WHAT IS NEEDED: Pull out every line of the entries below that contains the word "chrome", and copy each one. Case counts, so match only that exact capitalization.

DATA SUPPLIED:
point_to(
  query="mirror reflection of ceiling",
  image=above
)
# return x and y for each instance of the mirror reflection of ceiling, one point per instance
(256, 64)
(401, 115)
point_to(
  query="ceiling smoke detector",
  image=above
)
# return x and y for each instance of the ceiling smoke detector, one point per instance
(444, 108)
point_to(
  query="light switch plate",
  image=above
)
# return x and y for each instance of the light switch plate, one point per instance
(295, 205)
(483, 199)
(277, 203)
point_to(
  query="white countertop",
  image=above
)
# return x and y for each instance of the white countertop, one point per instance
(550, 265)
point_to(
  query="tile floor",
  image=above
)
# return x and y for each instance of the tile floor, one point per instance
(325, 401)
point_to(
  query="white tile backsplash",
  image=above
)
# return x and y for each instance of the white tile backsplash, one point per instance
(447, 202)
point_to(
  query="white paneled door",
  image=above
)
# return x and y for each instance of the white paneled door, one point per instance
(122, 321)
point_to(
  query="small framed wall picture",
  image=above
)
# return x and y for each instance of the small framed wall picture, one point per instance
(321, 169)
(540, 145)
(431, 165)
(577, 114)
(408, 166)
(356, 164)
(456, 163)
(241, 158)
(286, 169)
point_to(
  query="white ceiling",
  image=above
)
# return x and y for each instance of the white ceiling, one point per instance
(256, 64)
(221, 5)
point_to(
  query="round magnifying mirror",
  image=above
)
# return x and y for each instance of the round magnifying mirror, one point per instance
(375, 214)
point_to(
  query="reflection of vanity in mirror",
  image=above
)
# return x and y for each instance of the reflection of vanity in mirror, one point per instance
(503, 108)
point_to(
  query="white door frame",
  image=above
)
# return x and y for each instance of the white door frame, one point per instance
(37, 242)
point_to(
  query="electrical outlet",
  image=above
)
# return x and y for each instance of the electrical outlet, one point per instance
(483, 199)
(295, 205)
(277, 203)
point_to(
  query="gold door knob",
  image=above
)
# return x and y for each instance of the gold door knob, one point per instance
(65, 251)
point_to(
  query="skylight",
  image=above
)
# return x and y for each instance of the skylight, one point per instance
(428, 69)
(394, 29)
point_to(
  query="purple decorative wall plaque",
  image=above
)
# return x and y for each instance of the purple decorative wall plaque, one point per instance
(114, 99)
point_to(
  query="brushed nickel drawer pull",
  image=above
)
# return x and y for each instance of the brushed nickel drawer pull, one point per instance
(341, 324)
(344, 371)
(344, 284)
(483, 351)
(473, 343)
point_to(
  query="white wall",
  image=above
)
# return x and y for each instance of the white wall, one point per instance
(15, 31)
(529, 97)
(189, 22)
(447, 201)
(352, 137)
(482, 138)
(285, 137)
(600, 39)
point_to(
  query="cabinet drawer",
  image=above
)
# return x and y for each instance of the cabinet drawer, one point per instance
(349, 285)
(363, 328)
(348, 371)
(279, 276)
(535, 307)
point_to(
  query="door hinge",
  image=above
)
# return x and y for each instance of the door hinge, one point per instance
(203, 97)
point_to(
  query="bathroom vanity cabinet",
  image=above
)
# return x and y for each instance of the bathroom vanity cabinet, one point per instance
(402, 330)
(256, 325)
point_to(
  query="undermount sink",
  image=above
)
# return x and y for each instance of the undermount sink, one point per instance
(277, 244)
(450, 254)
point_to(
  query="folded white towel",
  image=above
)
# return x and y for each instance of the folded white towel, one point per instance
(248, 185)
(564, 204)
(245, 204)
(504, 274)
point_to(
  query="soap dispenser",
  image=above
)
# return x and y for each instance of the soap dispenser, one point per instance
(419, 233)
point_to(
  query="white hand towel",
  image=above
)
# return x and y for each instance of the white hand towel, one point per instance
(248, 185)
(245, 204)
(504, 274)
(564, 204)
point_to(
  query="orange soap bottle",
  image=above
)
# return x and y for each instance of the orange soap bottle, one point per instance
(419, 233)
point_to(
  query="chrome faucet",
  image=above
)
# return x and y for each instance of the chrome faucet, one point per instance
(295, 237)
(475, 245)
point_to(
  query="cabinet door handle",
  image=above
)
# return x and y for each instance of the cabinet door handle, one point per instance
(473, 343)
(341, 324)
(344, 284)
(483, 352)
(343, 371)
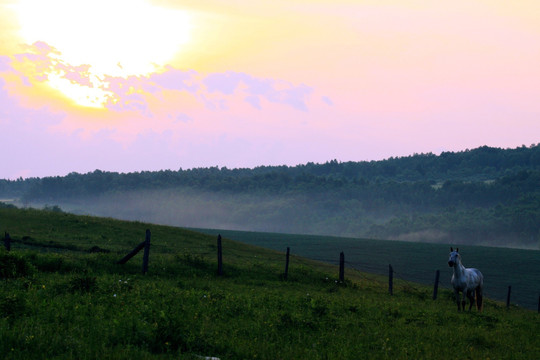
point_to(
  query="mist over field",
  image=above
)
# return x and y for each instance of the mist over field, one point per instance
(485, 196)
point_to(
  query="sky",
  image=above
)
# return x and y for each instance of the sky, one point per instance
(135, 85)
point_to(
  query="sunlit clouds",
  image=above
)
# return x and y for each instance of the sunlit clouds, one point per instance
(107, 38)
(154, 84)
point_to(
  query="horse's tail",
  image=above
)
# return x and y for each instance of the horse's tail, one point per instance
(479, 298)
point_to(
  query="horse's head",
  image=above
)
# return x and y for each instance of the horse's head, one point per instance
(454, 257)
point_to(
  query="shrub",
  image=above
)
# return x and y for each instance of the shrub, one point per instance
(14, 266)
(12, 307)
(82, 284)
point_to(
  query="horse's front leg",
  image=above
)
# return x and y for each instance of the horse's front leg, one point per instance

TASK RESPONSE:
  query="chrome faucet",
# return x and y for each instance of the chrome faucet, one point per instance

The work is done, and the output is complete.